:: WHAT TO PRODUCE ::
Reproduce the rows below character for character, from the line containing "Would you mind pointing at the large" down to the line containing "column 87, row 224", both ends included.

:: SOURCE RECORDS ::

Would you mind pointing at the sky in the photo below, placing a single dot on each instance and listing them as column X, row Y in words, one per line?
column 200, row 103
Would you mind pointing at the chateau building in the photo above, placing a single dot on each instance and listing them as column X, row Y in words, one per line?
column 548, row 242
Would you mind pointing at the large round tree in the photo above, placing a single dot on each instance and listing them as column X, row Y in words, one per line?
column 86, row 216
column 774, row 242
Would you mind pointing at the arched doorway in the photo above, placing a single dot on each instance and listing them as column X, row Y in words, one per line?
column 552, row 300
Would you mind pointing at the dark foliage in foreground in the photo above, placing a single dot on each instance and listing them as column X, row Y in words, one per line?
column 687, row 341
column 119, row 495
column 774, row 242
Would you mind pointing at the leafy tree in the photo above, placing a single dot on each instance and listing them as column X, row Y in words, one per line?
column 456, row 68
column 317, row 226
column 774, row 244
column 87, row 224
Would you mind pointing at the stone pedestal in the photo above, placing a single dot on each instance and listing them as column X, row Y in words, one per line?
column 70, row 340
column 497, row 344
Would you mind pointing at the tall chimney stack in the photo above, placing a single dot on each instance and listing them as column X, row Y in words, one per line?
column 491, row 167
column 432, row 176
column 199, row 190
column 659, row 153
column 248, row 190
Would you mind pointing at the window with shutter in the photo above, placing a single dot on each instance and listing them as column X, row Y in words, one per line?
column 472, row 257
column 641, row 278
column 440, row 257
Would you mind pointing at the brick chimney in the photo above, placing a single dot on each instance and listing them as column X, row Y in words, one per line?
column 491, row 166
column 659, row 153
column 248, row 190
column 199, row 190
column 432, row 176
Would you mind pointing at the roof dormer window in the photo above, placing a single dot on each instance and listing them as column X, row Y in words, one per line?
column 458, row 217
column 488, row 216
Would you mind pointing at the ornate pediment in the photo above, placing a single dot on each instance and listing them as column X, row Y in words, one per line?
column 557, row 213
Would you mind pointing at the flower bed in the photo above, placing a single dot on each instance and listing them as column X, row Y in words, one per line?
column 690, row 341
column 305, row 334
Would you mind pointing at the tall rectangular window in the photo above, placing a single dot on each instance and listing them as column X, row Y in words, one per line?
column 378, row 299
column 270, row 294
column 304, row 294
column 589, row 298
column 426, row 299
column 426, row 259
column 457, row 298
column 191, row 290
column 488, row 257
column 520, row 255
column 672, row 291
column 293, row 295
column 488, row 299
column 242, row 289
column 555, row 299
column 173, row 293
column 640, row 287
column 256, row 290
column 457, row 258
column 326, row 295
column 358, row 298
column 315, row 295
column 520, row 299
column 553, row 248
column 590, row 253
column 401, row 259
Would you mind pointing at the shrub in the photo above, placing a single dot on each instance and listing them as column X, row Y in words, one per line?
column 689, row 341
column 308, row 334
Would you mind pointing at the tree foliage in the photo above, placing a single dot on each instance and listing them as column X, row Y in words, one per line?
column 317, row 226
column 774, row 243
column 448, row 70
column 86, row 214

:: COMPLETE OUTPUT ::
Would you mind pointing at the large round tree in the photo above, placing a single dot on each instance and listing them as column X, row Y in words, one per line?
column 86, row 216
column 774, row 242
Would you mind pointing at the arched doorway in the photo above, placing a single dot on each instance and listing them as column X, row Y in words, one per line?
column 552, row 300
Would you mind pointing at the dark foliage in foreground in the photo above, placing a single dot on each instance and listing them as column X, row Y in words, one per line?
column 687, row 341
column 119, row 495
column 774, row 242
Would you mind pointing at the leafy tree in the photo above, placing a single dot on each instance and listing them as column X, row Y in words, one per line?
column 456, row 68
column 317, row 226
column 774, row 244
column 87, row 224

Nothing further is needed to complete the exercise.